## [Image boundary annotation data]
+-------+
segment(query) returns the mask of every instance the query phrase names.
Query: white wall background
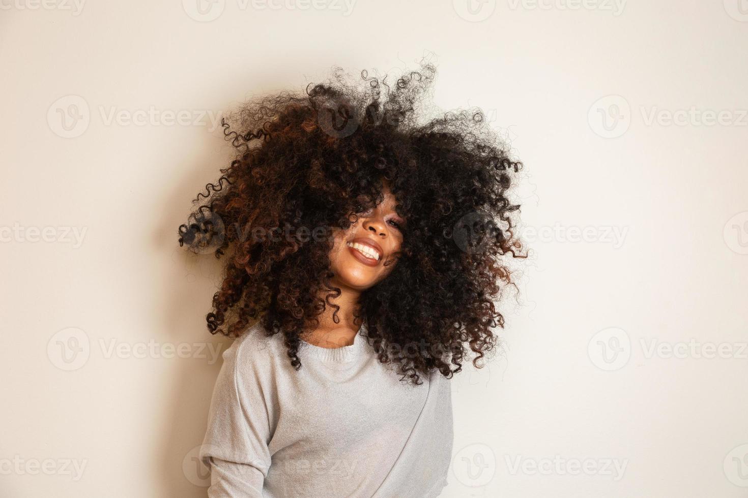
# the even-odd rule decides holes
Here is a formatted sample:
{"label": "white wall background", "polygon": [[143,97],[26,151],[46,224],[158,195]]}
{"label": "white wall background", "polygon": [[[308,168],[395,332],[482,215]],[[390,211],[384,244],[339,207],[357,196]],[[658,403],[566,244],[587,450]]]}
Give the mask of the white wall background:
{"label": "white wall background", "polygon": [[0,0],[0,495],[205,495],[218,267],[175,231],[230,151],[169,113],[428,51],[533,249],[442,496],[747,496],[745,0],[199,1]]}

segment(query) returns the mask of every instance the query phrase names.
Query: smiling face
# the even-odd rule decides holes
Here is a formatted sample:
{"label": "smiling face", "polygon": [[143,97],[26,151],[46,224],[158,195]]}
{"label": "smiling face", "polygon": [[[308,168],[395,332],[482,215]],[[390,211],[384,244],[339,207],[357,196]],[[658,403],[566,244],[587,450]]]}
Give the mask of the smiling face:
{"label": "smiling face", "polygon": [[347,231],[336,230],[330,252],[334,284],[364,290],[390,274],[402,243],[405,220],[395,212],[397,201],[385,184],[384,200],[357,213],[358,220]]}

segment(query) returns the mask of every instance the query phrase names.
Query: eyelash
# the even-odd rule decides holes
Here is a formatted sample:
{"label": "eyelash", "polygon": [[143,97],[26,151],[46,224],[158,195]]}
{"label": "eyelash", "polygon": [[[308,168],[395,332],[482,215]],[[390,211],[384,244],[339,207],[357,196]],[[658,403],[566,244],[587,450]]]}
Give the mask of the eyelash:
{"label": "eyelash", "polygon": [[[366,214],[366,213],[363,213],[362,212],[363,209],[364,209],[364,207],[361,206],[361,205],[360,205],[360,204],[356,205],[356,213],[358,213],[359,214]],[[371,211],[371,210],[370,210],[370,211]],[[367,211],[367,213],[368,213],[368,212],[369,211]],[[396,220],[390,220],[389,221],[392,222],[393,226],[394,226],[396,228],[397,228],[398,230],[401,230],[401,231],[402,230],[402,225],[400,225],[400,223],[398,222]]]}

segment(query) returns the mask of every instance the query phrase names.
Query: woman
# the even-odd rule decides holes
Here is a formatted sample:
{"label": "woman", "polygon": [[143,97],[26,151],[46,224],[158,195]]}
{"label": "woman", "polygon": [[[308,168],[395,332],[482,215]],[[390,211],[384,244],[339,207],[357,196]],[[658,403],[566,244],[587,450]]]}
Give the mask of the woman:
{"label": "woman", "polygon": [[[436,497],[449,379],[503,326],[518,257],[512,161],[480,111],[419,124],[435,69],[340,71],[246,104],[180,243],[230,251],[207,315],[224,353],[200,452],[210,497]],[[383,90],[384,87],[386,90]],[[453,368],[454,367],[454,368]]]}

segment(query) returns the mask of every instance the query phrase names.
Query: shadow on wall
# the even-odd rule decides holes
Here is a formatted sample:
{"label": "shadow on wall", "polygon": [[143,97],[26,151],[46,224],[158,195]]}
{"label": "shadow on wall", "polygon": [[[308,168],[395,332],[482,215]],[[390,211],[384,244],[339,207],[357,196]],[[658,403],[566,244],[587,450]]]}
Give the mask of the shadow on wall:
{"label": "shadow on wall", "polygon": [[[177,191],[167,199],[168,211],[156,234],[156,243],[164,254],[171,254],[174,276],[171,281],[162,282],[164,302],[164,340],[174,343],[177,356],[171,370],[171,387],[163,400],[164,414],[156,431],[162,441],[154,445],[158,462],[157,477],[162,490],[156,496],[191,498],[204,497],[210,476],[197,458],[203,442],[210,407],[213,386],[223,364],[222,355],[233,340],[212,335],[206,326],[205,316],[211,311],[211,300],[221,280],[225,256],[217,260],[212,254],[193,254],[177,241],[177,228],[186,222],[190,200],[200,186],[206,183],[205,164],[215,164],[221,158],[212,154],[210,159],[186,169],[194,172],[186,175]],[[225,164],[228,162],[224,161]],[[221,166],[223,167],[223,166]],[[213,172],[213,168],[209,172]],[[212,181],[208,175],[208,181]],[[180,355],[182,346],[186,354]],[[165,382],[168,385],[168,382]]]}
+-------+
## [WRITTEN PROBLEM]
Echo every line of the listing above verbatim, omitting the pictures.

## [TASK OUTPUT]
segment(query) returns the mask of every instance the query phrase names.
Query: white wall background
# the even-odd rule decides holes
Here is a formatted sample:
{"label": "white wall background", "polygon": [[143,97],[26,151],[46,224],[158,195]]}
{"label": "white wall background", "polygon": [[[308,168],[395,332],[482,215]],[[390,211],[384,244],[339,207],[357,196]],[[658,403],[566,244],[587,450]]]}
Give the mask of the white wall background:
{"label": "white wall background", "polygon": [[0,0],[0,495],[205,495],[218,267],[175,231],[230,151],[169,113],[428,51],[533,249],[442,496],[747,496],[745,0],[199,1]]}

segment(query) returns the mask of every instance the query phrase names.
Query: smiling face
# the even-odd rule decides holes
Here is a formatted sample:
{"label": "smiling face", "polygon": [[143,97],[26,151],[46,224],[158,195]]}
{"label": "smiling face", "polygon": [[[308,168],[395,332],[482,215]],[[390,211],[384,244],[339,207],[357,196]],[[658,403],[566,244],[587,450]]]}
Give the mask of the smiling face:
{"label": "smiling face", "polygon": [[347,231],[336,230],[330,252],[334,284],[364,290],[390,274],[402,243],[405,220],[395,212],[397,201],[385,184],[384,200],[357,213],[358,220]]}

segment(query) returns the mask of every instance the query phrase names.
Query: eyelash
# the even-odd rule decides holes
Here is a formatted sample:
{"label": "eyelash", "polygon": [[143,97],[26,151],[46,224],[158,195]]}
{"label": "eyelash", "polygon": [[[308,168],[395,332],[482,215]],[[390,211],[384,244],[339,207],[357,196]],[[658,403],[566,244],[587,450]]]}
Give the mask of the eyelash:
{"label": "eyelash", "polygon": [[[366,214],[366,213],[363,213],[362,212],[363,209],[364,209],[364,207],[361,206],[361,205],[360,205],[360,204],[356,205],[356,213],[358,213],[359,214]],[[371,211],[371,210],[370,210],[370,211]],[[367,211],[367,213],[368,213],[368,212],[369,211]],[[396,220],[390,220],[389,221],[392,222],[393,226],[394,226],[396,228],[397,228],[398,230],[401,230],[401,231],[402,230],[402,225],[400,225],[400,223],[398,222]]]}

segment(query) returns the mask of every instance the query phrase names.
Query: woman
# the even-odd rule decides holes
Here is a formatted sample:
{"label": "woman", "polygon": [[143,97],[26,151],[46,224],[158,195]]}
{"label": "woman", "polygon": [[[308,168],[395,332],[482,215]],[[390,211],[384,244],[339,207],[357,196]],[[658,403],[566,244],[587,450]]]}
Give the mask of the woman:
{"label": "woman", "polygon": [[[436,497],[449,379],[503,326],[518,257],[512,161],[480,111],[419,124],[435,69],[340,71],[246,104],[180,243],[230,251],[207,315],[224,353],[200,452],[210,497]],[[383,90],[384,87],[386,90]],[[453,368],[454,367],[454,368]]]}

segment(query) returns the mask of every instance the query phrase names.
Query: shadow on wall
# the even-odd rule decides holes
Here is a formatted sample:
{"label": "shadow on wall", "polygon": [[143,97],[26,151],[46,224],[158,195]]}
{"label": "shadow on wall", "polygon": [[[308,168],[395,332],[482,215]],[[390,211],[384,244],[339,207],[357,196]],[[658,403],[566,244],[587,450]]]}
Give the mask of the shadow on wall:
{"label": "shadow on wall", "polygon": [[[177,191],[167,199],[168,211],[156,234],[156,243],[164,254],[171,254],[174,276],[171,281],[162,282],[164,302],[164,340],[174,343],[177,356],[171,370],[171,387],[163,400],[164,414],[156,431],[162,441],[154,445],[158,462],[157,477],[162,490],[156,496],[191,498],[204,497],[210,476],[197,458],[203,442],[210,407],[213,386],[223,364],[222,355],[233,340],[212,335],[206,326],[205,316],[211,311],[211,300],[221,280],[225,256],[217,260],[212,254],[193,254],[177,241],[177,228],[186,222],[190,200],[200,186],[206,183],[205,164],[215,164],[221,158],[212,154],[210,159],[186,169],[194,172],[186,175]],[[225,164],[228,162],[224,161]],[[221,166],[223,167],[223,166]],[[213,172],[213,168],[209,172]],[[212,181],[208,175],[208,181]],[[180,355],[182,346],[186,354]],[[165,382],[168,385],[168,382]]]}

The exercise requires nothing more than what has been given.